— Start PASSAGE TO READ —

News / Europe

    Remarks by President Obama and President-elect Petro Poroshenko of Ukraine After Bilateral Meeting

    U.S. President Barack Obama, right, shakes hands with Ukraine president-elect Petro Poroshenko in Warsaw, Poland, June 4, 2014.
    U.S. President Barack Obama, right, shakes hands with Ukraine president-elect Petro Poroshenko in Warsaw, Poland, June 4, 2014.
    Warsaw Marriott Hotel
    Warsaw, Poland

    10:45 A.M. CET
     

    PRESIDENT OBAMA:  Well, it is a great pleasure for me to have the opportunity to have my first extended meeting with President-elect Poroshenko and to hear about his plans for a peaceful and prosperous Ukraine.  Obviously, Ukraine has gone through a very challenging time.  And what we have seen has been a incredible outpouring of democracy in the face of actions by Russia as well as armed militias in certain portions of the east that violate international law, violate sovereignty, and have spurred great violence.
     

    Despite all that, what the Ukrainians said in the election that resulted in President-elect Poroshenko’s inauguration on Saturday is that they reject that past.  They reject violence.  They reject corruption.  And what they’re interested in is the opportunity for Ukrainians to make their own decisions about their own future -- a future in which if people work hard, if they are willing to educate themselves and apply themselves, that they can succeed and that they can choose their own representatives, and that those representatives will look out for their interests and not the interests of only those in power. 
     

    That’s the hope that President-elect Poroshenko represents.  And in my discussions with him today it’s clear that he understands the aspirations and the hopes of the Ukrainian people.  And when I say the Ukrainian people, I mean all the Ukrainian people.  I think that President-elect Poroshenko recognizes that his mandate is not just to help certain portions of his country succeed, but all portions of his country succeed.
     

    We had the opportunity to discuss President-elect Poroshenko’s plans for bringing peace and order to the east that is still experiencing conflict.  We discussed his economic plans and the importance of rooting out corruption, increasing transparency, and creating new models of economic growth.  We discussed issues of energy -- making sure that Ukraine becomes a more energy-efficient economy but also one that is less dependent solely on energy sources from Russia.  And I have been deeply impressed by his vision, in part because of his experience as a businessman, in understanding what’s required to help Ukraine grow and to be effective. 
     

    The challenge now for the international community is to make sure that we are supporting Petro’s efforts.  And the United States has already stepped up in a number of ways.  We’re supplementing the assistance that the IMF is providing with $1 billion in additional loan guarantees, and we’ve discussed additional steps that we might take to help during this reform and transition process.  We’ve discussed additional steps that we can take to help train and professionalize the Ukrainian law enforcement and military so they can deal with some of the challenges that are still taking place in certain portions of the country.  And, in fact, today we announced some additional non-lethal assistance that we can provide -- things like night vision goggles that will help a professional Ukrainian military force do its job. 
     

    And finally, we discussed how in my meetings today with the G7 and tomorrow with the G7, as well as conversations that I’m having with other European leaders, it’s important for the international community to stand solidly behind the efforts of Petro to broker with the Russians a process whereby Russia no longer is financing or supporting or arming separatists on Ukraine’s sovereign territory, and that a unified international community that is clear that that is a violation of international law and that is willing to back up those principles with consequences for Russia should Mr. Putin not seize this opportunity to develop a lawful and better relationship with his neighbors -- that that has to be part of our mission over the next several days.

— End PASSAGE TO READ —
— Start EXTRACTED MATERIAL —

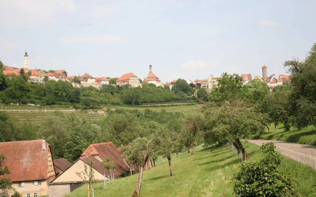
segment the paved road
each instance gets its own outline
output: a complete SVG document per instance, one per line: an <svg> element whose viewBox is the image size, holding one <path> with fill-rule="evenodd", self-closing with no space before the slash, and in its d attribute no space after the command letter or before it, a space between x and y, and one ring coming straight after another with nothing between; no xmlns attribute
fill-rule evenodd
<svg viewBox="0 0 316 197"><path fill-rule="evenodd" d="M276 150L281 154L316 169L316 146L276 140L248 139L247 141L259 146L263 143L273 142Z"/></svg>

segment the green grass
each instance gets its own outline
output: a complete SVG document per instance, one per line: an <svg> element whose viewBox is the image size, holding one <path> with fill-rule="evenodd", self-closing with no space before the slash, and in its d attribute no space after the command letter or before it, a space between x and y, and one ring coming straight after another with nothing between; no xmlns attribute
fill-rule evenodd
<svg viewBox="0 0 316 197"><path fill-rule="evenodd" d="M261 156L259 147L248 142L242 142L251 155L249 161L257 161ZM194 156L184 153L172 159L175 176L169 176L167 163L144 172L141 197L235 197L232 179L239 169L240 158L227 146L197 149ZM316 197L315 184L316 171L292 160L285 158L279 170L291 176L294 187L304 197ZM138 174L118 178L107 184L95 186L97 197L130 197L137 180ZM86 186L77 189L67 197L86 196Z"/></svg>
<svg viewBox="0 0 316 197"><path fill-rule="evenodd" d="M252 138L258 138L258 135ZM316 131L313 126L309 126L301 130L291 127L289 131L285 131L283 125L276 127L275 130L274 125L271 125L270 132L266 129L265 133L261 135L261 139L272 139L297 143L301 144L308 144L316 146Z"/></svg>

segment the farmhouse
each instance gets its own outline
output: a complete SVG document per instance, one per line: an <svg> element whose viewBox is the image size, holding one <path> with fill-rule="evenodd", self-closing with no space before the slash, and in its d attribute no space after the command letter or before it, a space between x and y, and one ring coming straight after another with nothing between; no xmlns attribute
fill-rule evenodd
<svg viewBox="0 0 316 197"><path fill-rule="evenodd" d="M82 180L76 172L82 172L84 164L89 165L91 161L95 178L100 182L105 178L109 180L110 172L104 169L101 164L107 158L117 166L112 171L115 177L130 171L127 163L121 158L121 153L112 142L90 144L80 158L49 184L49 197L61 197L81 186Z"/></svg>
<svg viewBox="0 0 316 197"><path fill-rule="evenodd" d="M40 197L48 194L48 183L55 177L50 145L44 140L0 143L0 154L7 159L9 178L12 187L22 197ZM11 197L12 190L0 190L0 197Z"/></svg>

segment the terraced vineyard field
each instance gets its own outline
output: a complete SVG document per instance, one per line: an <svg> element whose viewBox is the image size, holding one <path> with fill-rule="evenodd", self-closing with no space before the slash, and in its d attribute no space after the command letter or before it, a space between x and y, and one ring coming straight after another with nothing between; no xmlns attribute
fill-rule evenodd
<svg viewBox="0 0 316 197"><path fill-rule="evenodd" d="M166 111L171 112L191 112L198 110L200 107L200 105L196 104L193 105L173 105L173 106L165 106L164 105L149 105L148 107L144 107L139 106L111 106L106 107L108 109L114 110L121 109L123 110L134 110L137 109L140 111L143 112L145 109L149 109L154 111L160 111L162 109L165 110Z"/></svg>
<svg viewBox="0 0 316 197"><path fill-rule="evenodd" d="M53 113L53 111L46 110L19 110L6 111L10 115L18 118L20 121L30 121L36 124L40 124L45 119ZM76 110L62 111L64 113L76 113L80 118L85 118L89 122L97 121L104 118L105 114L88 113L87 111L78 111Z"/></svg>

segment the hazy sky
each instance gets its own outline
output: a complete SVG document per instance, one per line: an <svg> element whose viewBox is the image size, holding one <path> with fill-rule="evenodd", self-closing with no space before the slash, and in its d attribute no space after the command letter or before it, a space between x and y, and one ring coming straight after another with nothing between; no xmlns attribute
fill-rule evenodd
<svg viewBox="0 0 316 197"><path fill-rule="evenodd" d="M316 0L0 0L0 59L69 75L162 82L285 74L316 42Z"/></svg>

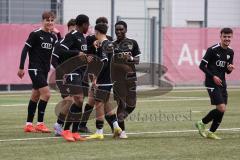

— End EXTRACTED MATERIAL —

* [TASKS AND EXERCISES]:
1 > In the Obama–Poroshenko remarks, how much in additional loan guarantees does the United States provide to supplement the IMF's assistance?
2 > Restate word for word the part of the Obama–Poroshenko remarks that opens with the words containing "Despite all that, what" and closes with "those in power.".

* [ANSWER SET]:
1 > $1 billion

2 >
Despite all that, what the Ukrainians said in the election that resulted in President-elect Poroshenko’s inauguration on Saturday is that they reject that past.  They reject violence.  They reject corruption.  And what they’re interested in is the opportunity for Ukrainians to make their own decisions about their own future -- a future in which if people work hard, if they are willing to educate themselves and apply themselves, that they can succeed and that they can choose their own representatives, and that those representatives will look out for their interests and not the interests of only those in power.